### TASK STATEMENT
Decide whether each statement agrees with the forum thread on the Maverick HPX-V 15, answering yes or no and quoting the deciding words: (a) one poster poles the boat alone for six hours at a time; (b) the boat has less deadrise than the micro; (c) the boat has a 12.5-gallon tank.
___ EXCERPT PROVIDED
# Maverick HPX-V 15, Anyone have experience?



## iMacattack (Dec 11, 2006)

We did a review on it last year.

http://www.microskiff.com/reviews/boats/15HPX-V.html

Cheers
Capt. Jan


----------



## el9surf (Dec 23, 2008)

I own one and coincidentally am trying to sell mine due to lack of a job. Send me a pm and I'll give you my ph#. I have had mine for 3 years and love it.
If you are up around Orlando I will be happy to take you fishing.


----------



## bsfl (Jul 30, 2009)

Sounds like you liked it Jan, Any other opinions? Main use would be Biscayne, a little PI sound and Mingo. Thanks for any input


----------



## el9surf (Dec 23, 2008)

I forgot to answer your questions
It poles nice and straight and with very little effort. I pole it quite frequently by myself for 6 hours at a time. I usually fill a cooler with water and put it on the front of the bow to balance the boat when solo. That or start the day with a full gas tank. 
The ride is great, it handles a chop surprisingly well for a small boat. It has a good bit more v in the entry and deadrise than the micro. Just put the tabs down and let the entry v and spray rails do the work. The deadrise also helps soften up what the bow misses. With 12.5 gal tank and the 40 it has great range for a 15ft boat.
______
___ INFORMATION SHOWN
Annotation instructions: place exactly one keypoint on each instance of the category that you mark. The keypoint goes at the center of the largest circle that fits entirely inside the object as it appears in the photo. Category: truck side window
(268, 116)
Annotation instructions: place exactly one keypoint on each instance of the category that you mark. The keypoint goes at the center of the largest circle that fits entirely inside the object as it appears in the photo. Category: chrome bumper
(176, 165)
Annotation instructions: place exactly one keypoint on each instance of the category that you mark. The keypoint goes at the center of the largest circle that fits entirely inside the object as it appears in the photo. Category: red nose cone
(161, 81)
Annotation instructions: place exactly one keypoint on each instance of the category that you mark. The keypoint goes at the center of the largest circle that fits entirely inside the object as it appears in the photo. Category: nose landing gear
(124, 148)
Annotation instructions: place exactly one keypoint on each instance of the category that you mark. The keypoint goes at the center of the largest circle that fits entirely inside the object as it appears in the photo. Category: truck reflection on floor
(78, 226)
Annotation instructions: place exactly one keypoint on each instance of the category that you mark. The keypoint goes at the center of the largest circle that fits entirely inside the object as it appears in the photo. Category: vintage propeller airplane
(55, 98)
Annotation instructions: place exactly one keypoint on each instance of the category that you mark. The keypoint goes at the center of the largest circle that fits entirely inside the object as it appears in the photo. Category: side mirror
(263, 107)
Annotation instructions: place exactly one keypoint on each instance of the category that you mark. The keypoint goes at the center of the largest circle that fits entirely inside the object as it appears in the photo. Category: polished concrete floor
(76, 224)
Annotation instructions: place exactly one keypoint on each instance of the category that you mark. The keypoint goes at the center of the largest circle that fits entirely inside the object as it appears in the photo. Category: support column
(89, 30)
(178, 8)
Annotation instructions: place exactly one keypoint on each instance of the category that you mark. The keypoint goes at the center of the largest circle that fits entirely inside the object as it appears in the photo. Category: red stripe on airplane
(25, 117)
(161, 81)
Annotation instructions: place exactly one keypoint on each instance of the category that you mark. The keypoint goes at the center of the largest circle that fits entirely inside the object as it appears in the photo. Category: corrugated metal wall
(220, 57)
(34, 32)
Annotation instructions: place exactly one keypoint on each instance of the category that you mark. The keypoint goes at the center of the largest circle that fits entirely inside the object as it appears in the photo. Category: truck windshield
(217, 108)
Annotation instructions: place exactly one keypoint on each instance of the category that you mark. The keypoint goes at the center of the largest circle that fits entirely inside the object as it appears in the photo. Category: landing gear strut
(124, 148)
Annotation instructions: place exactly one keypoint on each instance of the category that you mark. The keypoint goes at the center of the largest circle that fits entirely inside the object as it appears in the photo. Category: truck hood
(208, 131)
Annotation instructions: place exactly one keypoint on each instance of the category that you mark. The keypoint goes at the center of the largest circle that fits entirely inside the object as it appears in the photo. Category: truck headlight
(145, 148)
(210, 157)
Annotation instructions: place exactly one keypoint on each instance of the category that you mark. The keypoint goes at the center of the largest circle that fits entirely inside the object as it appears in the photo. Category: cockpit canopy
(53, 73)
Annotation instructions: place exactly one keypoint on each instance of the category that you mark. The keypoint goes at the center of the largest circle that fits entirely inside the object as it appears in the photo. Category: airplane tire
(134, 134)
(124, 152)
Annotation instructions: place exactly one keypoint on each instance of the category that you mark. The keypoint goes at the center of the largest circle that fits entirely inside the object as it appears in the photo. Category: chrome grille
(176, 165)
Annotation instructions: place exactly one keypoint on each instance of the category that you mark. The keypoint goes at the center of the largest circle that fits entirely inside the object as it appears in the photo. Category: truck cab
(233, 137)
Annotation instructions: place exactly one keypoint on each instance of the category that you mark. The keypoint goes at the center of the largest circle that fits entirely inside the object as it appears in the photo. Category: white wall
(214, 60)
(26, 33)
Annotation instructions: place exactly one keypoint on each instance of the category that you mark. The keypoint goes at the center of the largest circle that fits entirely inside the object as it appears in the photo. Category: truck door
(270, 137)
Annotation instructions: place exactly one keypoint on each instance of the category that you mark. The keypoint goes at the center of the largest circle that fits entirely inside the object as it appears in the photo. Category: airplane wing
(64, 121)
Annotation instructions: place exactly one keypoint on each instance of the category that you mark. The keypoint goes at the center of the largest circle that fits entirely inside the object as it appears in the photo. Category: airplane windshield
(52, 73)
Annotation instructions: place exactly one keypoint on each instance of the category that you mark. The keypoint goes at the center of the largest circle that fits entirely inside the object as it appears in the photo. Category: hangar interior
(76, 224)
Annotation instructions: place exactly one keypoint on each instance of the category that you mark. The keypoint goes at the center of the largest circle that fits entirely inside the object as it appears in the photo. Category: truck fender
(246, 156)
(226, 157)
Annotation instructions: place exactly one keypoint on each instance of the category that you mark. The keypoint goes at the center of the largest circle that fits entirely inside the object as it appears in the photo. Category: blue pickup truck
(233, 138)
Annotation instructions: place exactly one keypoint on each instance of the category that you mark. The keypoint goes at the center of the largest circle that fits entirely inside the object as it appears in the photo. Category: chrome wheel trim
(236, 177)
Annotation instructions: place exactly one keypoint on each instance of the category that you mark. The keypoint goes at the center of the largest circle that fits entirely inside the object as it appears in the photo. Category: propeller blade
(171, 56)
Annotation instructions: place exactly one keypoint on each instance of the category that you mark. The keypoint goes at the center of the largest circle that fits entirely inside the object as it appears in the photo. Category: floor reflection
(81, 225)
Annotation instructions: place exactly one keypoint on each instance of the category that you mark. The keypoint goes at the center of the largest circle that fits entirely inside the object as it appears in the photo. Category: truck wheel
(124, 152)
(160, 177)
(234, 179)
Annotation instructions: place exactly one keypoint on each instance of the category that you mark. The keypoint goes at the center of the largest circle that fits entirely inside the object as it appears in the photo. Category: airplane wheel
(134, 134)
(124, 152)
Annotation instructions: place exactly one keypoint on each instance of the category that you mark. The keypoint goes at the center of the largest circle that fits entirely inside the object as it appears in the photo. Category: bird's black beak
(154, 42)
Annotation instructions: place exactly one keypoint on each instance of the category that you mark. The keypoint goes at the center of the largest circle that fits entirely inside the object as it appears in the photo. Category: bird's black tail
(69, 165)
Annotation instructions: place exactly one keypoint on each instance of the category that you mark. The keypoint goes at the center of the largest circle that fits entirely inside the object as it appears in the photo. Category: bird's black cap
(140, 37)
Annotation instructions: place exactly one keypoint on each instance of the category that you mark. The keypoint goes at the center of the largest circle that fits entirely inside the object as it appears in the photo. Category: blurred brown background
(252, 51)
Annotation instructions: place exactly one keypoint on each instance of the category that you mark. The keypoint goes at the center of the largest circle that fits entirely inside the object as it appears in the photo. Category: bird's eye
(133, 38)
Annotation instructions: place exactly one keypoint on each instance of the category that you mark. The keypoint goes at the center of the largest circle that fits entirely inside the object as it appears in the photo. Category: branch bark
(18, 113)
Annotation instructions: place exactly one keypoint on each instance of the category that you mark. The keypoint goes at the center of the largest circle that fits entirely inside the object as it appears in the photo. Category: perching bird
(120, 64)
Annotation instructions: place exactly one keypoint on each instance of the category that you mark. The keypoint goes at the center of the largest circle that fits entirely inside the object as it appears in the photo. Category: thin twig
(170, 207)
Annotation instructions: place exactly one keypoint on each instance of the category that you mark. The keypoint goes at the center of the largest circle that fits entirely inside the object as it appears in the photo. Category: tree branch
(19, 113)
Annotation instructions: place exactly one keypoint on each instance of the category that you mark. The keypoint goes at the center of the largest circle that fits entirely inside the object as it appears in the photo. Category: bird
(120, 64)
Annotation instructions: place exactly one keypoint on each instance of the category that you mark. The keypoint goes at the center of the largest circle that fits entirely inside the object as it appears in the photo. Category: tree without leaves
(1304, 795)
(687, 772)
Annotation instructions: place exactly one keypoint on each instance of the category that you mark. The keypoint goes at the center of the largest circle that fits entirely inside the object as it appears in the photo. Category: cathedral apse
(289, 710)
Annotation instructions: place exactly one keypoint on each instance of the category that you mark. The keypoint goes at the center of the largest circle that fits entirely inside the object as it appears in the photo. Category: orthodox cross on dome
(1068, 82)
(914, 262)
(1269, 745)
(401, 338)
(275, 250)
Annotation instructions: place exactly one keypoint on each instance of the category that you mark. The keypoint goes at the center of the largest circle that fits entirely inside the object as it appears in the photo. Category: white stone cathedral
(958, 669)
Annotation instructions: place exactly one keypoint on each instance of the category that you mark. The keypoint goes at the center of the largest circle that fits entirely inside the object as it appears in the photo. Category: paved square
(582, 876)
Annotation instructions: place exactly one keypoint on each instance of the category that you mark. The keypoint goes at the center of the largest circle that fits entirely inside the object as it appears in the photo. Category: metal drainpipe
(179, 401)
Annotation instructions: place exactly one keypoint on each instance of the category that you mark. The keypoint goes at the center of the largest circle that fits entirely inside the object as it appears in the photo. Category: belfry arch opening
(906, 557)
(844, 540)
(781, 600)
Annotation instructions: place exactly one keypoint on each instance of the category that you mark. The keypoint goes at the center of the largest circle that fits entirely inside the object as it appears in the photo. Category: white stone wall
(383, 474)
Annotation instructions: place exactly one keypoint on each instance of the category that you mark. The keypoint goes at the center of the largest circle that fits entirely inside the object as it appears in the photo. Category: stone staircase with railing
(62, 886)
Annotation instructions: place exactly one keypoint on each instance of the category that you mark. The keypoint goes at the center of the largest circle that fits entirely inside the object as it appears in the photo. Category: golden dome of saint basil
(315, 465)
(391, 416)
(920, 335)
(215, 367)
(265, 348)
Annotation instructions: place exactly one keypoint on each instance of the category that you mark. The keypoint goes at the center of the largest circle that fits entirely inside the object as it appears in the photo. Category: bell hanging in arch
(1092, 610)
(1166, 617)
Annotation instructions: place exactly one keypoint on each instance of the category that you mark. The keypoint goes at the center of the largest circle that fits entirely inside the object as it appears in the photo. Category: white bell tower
______
### PROBLEM SOLUTION
(a) Yes: "I pole it quite frequently by myself for 6 hours at a time."
(b) No: "It has a good bit more v in the entry and deadrise than the micro."
(c) Yes: "With 12.5 gal tank and the 40 it has great range for a 15ft boat."